BRIEF ▸ Print every record below exactly as written.

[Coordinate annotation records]
□ □ □ □ □ □ □
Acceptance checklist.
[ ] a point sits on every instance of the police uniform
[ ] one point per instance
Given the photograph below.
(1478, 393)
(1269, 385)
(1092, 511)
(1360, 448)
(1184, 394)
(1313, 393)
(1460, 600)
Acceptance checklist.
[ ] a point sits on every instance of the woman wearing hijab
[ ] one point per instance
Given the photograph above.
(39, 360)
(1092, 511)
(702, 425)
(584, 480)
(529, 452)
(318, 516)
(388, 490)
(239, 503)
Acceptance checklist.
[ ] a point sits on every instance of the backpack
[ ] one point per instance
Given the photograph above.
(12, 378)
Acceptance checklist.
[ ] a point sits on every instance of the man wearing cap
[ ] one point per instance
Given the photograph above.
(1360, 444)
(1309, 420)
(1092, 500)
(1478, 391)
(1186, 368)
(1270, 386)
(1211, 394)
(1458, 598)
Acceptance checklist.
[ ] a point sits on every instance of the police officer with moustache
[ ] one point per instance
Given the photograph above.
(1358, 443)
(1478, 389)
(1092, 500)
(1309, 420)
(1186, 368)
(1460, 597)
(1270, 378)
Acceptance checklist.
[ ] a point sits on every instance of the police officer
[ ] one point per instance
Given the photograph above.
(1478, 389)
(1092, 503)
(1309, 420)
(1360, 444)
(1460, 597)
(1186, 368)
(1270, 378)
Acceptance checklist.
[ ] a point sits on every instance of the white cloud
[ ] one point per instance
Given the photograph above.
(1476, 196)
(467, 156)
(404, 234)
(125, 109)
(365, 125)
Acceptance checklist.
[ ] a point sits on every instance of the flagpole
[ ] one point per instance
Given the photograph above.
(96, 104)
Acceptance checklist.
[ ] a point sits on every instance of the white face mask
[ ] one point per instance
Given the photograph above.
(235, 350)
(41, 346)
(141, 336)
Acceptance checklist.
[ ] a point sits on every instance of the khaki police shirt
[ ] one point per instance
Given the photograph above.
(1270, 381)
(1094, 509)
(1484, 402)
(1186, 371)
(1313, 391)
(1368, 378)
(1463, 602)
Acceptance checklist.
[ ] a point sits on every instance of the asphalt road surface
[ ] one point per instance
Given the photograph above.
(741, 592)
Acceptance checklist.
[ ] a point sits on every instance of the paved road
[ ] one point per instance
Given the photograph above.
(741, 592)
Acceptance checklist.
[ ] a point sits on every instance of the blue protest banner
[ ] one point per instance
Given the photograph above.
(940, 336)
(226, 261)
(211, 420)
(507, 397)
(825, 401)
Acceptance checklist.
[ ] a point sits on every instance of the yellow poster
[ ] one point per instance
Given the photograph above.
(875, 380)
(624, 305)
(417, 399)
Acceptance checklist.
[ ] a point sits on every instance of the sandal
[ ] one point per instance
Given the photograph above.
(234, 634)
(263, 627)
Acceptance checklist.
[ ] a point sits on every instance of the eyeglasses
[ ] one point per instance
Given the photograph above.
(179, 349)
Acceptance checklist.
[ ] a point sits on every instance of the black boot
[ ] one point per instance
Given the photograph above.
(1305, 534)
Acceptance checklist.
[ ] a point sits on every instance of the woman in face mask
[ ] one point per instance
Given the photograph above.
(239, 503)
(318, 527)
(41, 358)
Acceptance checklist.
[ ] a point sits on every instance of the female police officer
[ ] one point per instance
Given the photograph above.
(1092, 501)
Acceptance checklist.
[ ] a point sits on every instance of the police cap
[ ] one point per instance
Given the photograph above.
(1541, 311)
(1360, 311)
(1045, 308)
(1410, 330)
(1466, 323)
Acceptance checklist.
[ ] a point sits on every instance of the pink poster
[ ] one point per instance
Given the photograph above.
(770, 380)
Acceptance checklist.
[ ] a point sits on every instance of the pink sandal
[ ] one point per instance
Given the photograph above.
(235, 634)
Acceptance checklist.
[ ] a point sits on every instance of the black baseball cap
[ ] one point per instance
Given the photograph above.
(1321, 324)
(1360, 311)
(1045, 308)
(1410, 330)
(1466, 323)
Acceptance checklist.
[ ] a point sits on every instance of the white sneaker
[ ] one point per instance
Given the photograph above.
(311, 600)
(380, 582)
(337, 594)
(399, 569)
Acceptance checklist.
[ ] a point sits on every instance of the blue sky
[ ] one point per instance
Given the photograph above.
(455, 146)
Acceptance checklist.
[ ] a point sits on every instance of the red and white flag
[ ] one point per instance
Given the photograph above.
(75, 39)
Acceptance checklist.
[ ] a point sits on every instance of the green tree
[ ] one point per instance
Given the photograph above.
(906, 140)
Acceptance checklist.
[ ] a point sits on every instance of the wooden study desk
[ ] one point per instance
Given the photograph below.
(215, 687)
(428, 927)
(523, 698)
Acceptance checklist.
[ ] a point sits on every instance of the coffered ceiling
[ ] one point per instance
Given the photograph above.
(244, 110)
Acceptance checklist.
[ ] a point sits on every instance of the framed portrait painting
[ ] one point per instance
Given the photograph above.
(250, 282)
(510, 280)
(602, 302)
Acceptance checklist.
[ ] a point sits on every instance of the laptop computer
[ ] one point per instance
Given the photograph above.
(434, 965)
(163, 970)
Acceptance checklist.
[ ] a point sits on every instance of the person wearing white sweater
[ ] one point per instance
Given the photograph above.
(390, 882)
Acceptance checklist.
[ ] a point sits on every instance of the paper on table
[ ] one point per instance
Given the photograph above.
□ □ □ □ □ □ □
WRITTEN SOLUTION ▸
Acceptance checklist.
[ ] a point sits on every instance of the police uniform
[ ] one point per instance
Given the photograph below.
(1478, 393)
(1269, 385)
(1092, 511)
(1360, 448)
(1184, 394)
(1313, 393)
(1460, 600)
Acceptance checklist.
[ ] a point sits on every instance of the woman wearing hijab
[ ] one point per instance
Given the photograph above.
(39, 360)
(1092, 511)
(702, 425)
(584, 480)
(529, 452)
(318, 516)
(388, 490)
(239, 503)
Acceptance checklist.
[ ] a point sits on every instance of the backpack
[ ] one point per instance
Given the photograph above.
(12, 378)
Acceptance checklist.
[ ] a point sits on every instance of the man wearing cap
[ ] one point per instance
Given the photograph above.
(1360, 444)
(1309, 420)
(1092, 500)
(1478, 391)
(1186, 368)
(1270, 386)
(1211, 394)
(1458, 598)
Acceptance checklist.
[ ] a point sits on every instance of the police officer with moustache
[ ] one point per instance
Given the photograph above.
(1358, 443)
(1478, 389)
(1092, 500)
(1309, 420)
(1186, 368)
(1460, 597)
(1270, 378)
Acceptance checklist.
[ ] a point sits on every instance of the police officer
[ ] one point per instance
Given the photograph above.
(1478, 389)
(1092, 503)
(1309, 420)
(1360, 444)
(1460, 597)
(1186, 368)
(1270, 378)
Acceptance checklist.
[ ] a point sits on every instance of the white cloud
[ ] one point per instance
Given the photograph above.
(1476, 196)
(467, 156)
(404, 234)
(125, 109)
(365, 125)
Acceptance checklist.
[ ] a point sits on every instance of the flagpole
[ ] one point per instance
Given the photograph above.
(96, 104)
Acceptance checklist.
[ ] a point sits on every instance of the white face mask
[ ] one point per instance
Given the photograph above.
(235, 350)
(41, 346)
(141, 336)
Acceptance checklist.
[ ] a point sits on every instance of the khaki police shirt
[ ] one point per instance
Given the photograph above.
(1270, 381)
(1094, 509)
(1484, 402)
(1186, 371)
(1313, 391)
(1368, 378)
(1463, 602)
Acceptance checklist.
[ ] a point sits on every instance of the asphalt road surface
[ ] one point per instance
Given the photograph above.
(741, 592)
Acceptance checklist.
[ ] a point sits on every instance of the paved road
[ ] one point per instance
Given the photograph above.
(741, 592)
Acceptance checklist.
[ ] a point sits on every instance of the blue protest banner
[ ] one point per instance
Given the photograph above.
(940, 336)
(226, 261)
(211, 420)
(507, 397)
(825, 401)
Acceptance checklist.
[ ] a point sits on every instance of the yellow poster
[ ] one point per instance
Given the photograph above.
(875, 380)
(624, 305)
(417, 399)
Acceptance checklist.
[ ] a point sits on every instance of the sandal
[ ] one point per instance
Given the photograph above.
(234, 634)
(263, 627)
Acceptance checklist.
[ ] a point sits on every instance of the eyeglasses
[ ] one point per instance
Given the photograph above.
(179, 349)
Acceptance checklist.
[ ] a point sits on every instance of the black boot
[ ] one point per instance
Given the photograph above.
(1305, 534)
Acceptance checklist.
[ ] a point sits on every instance of the woman in face mask
[ ] one point per instance
Given the photograph above.
(239, 503)
(318, 527)
(41, 358)
Acceptance checklist.
[ ] a point sits on every instance of the female police officer
[ ] one point per instance
Given the photograph above.
(1092, 501)
Acceptance checklist.
[ ] a point sits on every instance of the police cap
[ ] one point per instance
Given the photograph above.
(1541, 311)
(1360, 311)
(1045, 308)
(1410, 330)
(1466, 323)
Acceptance checklist.
[ ] a point sits on every instance of the pink poster
[ ] one point per instance
Given the photograph above.
(770, 380)
Acceptance checklist.
[ ] a point sits on every instance of the pink sandal
[ ] one point per instance
Given the photograph above.
(235, 634)
Acceptance checklist.
[ ] a point sits on every instance of the black baseball cap
[ ] one point per instance
Given the photograph above.
(1321, 324)
(1360, 311)
(1045, 308)
(1410, 330)
(1466, 323)
Acceptance checklist.
[ ] a point sits on every instance of the white sneaker
[ ] one point per instance
Given the photograph above.
(311, 600)
(380, 582)
(337, 594)
(399, 569)
Acceptance checklist.
[ ] a point sits on every instance of the blue sky
[ ] one point per instance
Given the photograph above.
(455, 146)
Acceptance checklist.
[ ] a point sits on every instance of the red and white flag
[ ] one point per instance
Given the photograph above.
(75, 39)
Acceptance checklist.
[ ] a point sits on every instance of the green tree
[ ] one point per instance
Given the photograph above.
(906, 140)
Acceptance checklist.
[ ] a point sits on every instance of the wooden study desk
[ ] one point per instance
Given the photograph below.
(215, 687)
(428, 927)
(523, 698)
Acceptance checklist.
[ ] a point sits on every instance of the coffered ceiling
[ ] one point per instance
Given the photograph above.
(244, 110)
Acceptance checklist.
[ ] a point sits on every instance of the framed portrait painting
[ ] one point per instance
Given the photograph above.
(250, 282)
(510, 280)
(602, 302)
Acceptance checklist.
[ ] a point sits on every instance of the laptop computer
[ ] one point per instance
Given the photograph above.
(434, 965)
(163, 970)
Acceptance checklist.
[ ] a point sits on every instance of the person wearing white sweater
[ ] one point per instance
Given the photograph above.
(390, 882)
Acceptance checklist.
[ ] a point sits on every instance of the paper on table
[ ] one point per instance
Given the photograph above.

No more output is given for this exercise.